EXERCISE INSTRUCTIONS »
Please copy everything from "You will be" down to "cuda_empty_cache()" in the notebook excerpt, substituting "projects" for "notebooks".

PAGE EXTRACT »
CACHE_DIR_DATASETS = "cache/datasets"
CACHE_DIR_TOKENIZERS = "cache/tokenizers"
CACHE_DIR_MODELS = "cache/models"

In [3]:
# tokenizer init
tokenizer = AutoTokenizer.from_pretrained(MODEL_NAME, cache_dir=CACHE_DIR_TOKENIZERS)

The secret `HF_TOKEN` does not exist in your Colab secrets.
To authenticate with the Hugging Face Hub, create a token in your settings tab (https://huggingface.co/settings/tokens), set it as secret in your Google Colab and restart your session.
You will be able to reuse this secret in all of your notebooks.
Please note that authentication is recommended but still optional to access public models or datasets.


In [4]:
# helper funcs
def clean():
    # release memory
    garbage_collect()
    cuda_empty_cache()

    mem_info = mem_get_info()
    print(f"Freeing GPU Memory\nFree: %d MB\tTotal: %d MB" % (mem_info[0] // 1024**2, mem_info[1] // 1024**2))

# set padding token to -100 in labels
def to_label_id(id):
    if (id == tokenizer.pad_token_id):
        return -100
    return id

# preprocess sentence into length 16 token chunks (w/padding)
def preprocess(batch):
    result = tokenizer(
        batch["text"],
        truncation=True,
        padding="max_length",
        max_length=16
        # return_overflowing_tokens=True,
    )
    result['labels'] = list(map(to_label_id, result['input_ids']))

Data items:
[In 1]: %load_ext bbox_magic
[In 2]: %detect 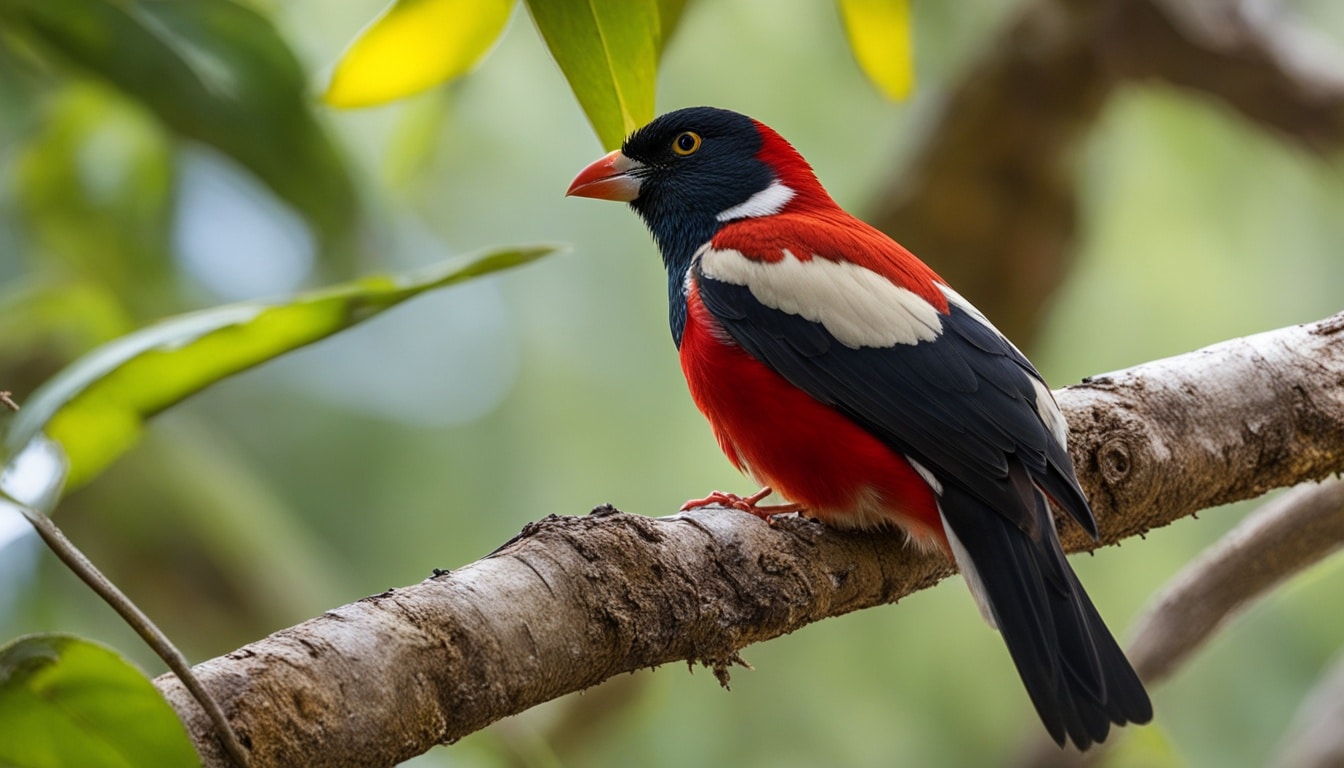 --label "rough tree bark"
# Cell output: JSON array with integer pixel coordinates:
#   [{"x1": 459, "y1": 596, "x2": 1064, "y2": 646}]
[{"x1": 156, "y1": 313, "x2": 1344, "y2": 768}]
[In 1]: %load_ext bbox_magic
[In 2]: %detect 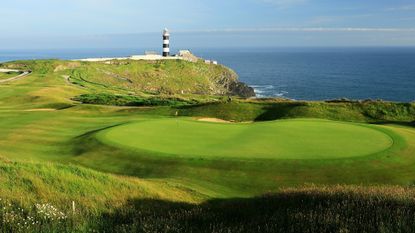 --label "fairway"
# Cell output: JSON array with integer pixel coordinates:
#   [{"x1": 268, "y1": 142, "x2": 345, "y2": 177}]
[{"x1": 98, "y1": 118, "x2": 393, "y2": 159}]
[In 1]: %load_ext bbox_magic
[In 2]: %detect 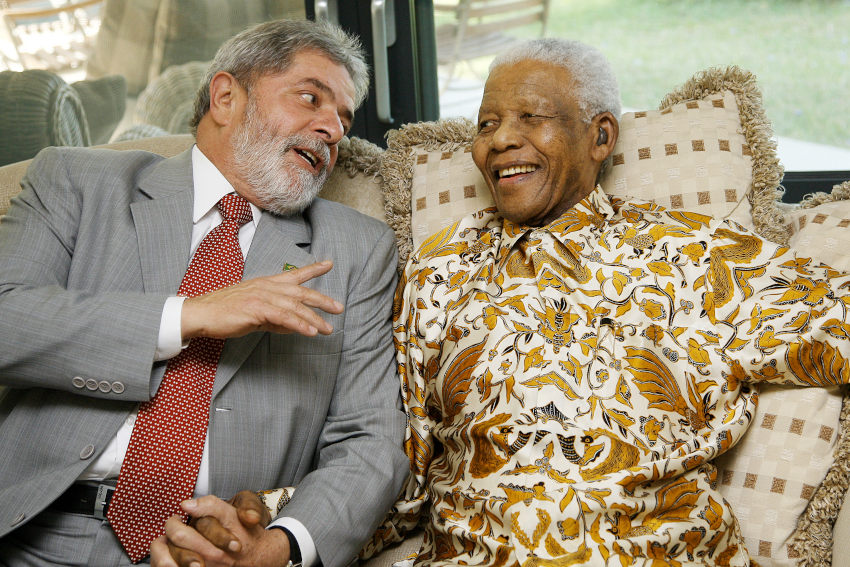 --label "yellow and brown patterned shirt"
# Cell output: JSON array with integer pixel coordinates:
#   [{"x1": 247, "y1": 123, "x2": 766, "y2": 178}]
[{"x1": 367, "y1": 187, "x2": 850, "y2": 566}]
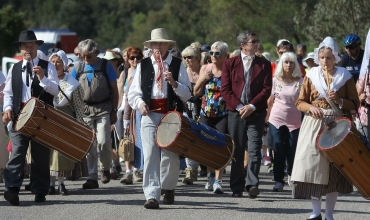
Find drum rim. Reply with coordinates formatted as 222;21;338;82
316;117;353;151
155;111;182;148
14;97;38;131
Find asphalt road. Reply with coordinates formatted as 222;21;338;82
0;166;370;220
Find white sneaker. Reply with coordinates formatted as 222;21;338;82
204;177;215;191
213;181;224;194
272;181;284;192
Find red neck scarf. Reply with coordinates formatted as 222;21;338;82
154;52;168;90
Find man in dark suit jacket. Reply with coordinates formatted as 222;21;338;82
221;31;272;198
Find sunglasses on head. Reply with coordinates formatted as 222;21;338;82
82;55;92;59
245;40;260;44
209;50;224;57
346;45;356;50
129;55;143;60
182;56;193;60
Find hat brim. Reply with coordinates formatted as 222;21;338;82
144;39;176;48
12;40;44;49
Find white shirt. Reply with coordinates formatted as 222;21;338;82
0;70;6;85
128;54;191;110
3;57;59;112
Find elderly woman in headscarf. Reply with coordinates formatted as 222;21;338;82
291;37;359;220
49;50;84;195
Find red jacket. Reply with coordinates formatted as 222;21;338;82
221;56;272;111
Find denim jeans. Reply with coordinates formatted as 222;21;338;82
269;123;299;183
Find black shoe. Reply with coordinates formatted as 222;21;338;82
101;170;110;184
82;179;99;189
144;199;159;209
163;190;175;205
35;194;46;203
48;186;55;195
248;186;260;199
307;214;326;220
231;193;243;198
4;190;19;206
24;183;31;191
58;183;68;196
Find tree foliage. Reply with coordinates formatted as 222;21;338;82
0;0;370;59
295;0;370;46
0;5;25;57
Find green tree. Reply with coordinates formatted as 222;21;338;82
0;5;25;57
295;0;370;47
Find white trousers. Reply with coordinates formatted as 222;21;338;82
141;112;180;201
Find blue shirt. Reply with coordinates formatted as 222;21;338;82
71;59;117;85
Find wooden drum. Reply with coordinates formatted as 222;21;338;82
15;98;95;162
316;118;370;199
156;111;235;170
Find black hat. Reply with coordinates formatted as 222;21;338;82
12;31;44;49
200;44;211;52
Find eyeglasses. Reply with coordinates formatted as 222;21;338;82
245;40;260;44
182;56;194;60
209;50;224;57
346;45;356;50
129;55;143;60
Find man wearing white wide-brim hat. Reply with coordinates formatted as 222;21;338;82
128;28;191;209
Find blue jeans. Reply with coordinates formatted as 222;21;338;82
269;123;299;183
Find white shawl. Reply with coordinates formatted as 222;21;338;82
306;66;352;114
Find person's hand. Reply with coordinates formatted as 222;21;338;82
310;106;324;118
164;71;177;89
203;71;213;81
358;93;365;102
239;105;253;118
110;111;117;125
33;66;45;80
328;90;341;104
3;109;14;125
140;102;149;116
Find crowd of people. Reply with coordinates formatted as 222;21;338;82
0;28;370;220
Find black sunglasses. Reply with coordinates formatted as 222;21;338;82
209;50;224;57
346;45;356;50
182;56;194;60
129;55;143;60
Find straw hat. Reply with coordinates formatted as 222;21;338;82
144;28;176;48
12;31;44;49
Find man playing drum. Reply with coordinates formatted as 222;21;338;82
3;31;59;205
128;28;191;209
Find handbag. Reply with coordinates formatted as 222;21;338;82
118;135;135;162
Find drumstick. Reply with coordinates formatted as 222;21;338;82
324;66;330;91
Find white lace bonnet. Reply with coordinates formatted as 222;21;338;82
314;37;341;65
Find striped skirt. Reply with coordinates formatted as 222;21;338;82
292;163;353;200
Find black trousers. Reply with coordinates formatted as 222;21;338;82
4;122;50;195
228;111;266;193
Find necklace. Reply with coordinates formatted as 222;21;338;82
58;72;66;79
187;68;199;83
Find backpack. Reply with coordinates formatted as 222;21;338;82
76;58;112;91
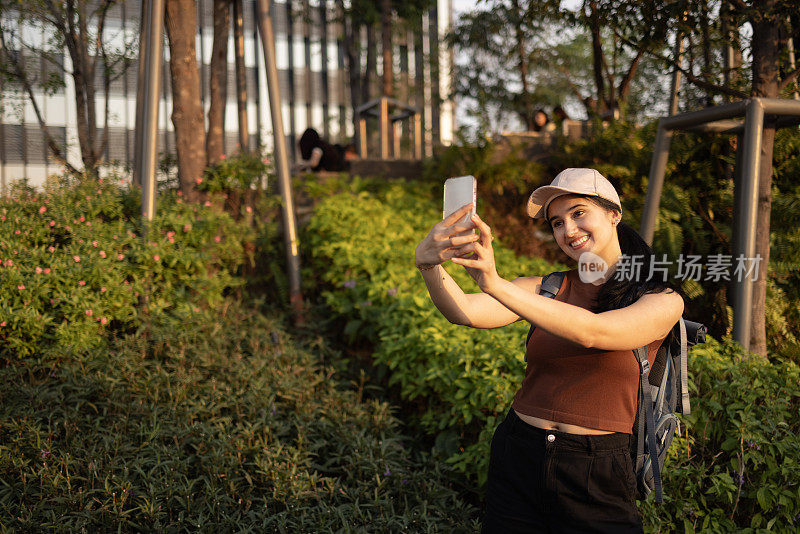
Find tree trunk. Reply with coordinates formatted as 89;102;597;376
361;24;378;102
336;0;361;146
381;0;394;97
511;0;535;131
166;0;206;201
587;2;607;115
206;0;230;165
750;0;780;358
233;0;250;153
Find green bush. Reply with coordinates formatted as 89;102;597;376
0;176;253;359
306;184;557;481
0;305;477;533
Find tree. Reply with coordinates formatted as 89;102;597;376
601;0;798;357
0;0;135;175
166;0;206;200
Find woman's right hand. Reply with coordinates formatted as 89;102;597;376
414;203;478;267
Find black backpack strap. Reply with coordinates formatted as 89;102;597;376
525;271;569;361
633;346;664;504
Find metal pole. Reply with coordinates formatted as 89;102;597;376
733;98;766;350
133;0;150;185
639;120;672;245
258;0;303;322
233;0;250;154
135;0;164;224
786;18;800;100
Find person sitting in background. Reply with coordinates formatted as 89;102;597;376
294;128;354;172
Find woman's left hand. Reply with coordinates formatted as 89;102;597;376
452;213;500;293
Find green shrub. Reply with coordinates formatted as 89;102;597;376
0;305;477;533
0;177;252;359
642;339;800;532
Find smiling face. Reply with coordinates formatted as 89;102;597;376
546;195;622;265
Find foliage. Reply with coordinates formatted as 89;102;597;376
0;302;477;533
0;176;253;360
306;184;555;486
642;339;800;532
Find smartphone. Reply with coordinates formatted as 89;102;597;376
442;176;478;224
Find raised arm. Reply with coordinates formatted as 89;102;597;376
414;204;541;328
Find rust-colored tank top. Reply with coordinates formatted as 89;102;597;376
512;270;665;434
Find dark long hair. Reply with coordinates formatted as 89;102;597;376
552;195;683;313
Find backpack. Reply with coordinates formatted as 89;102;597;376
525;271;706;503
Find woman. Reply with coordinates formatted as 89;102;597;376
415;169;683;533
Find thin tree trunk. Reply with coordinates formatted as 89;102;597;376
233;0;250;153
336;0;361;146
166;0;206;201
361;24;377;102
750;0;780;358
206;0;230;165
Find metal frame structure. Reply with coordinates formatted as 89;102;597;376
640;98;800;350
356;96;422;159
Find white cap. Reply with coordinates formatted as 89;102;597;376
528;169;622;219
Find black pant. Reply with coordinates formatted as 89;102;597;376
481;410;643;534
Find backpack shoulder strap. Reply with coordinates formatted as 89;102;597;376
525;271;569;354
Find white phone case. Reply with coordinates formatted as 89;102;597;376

RESPONSE BELOW »
You will be able to reuse this secret in all of your projects.
Please note that authentication is recommended but still optional to access public models or datasets.


In [4]:
# helper funcs
def clean():
    # release memory
    garbage_collect()
    cuda_empty_cache()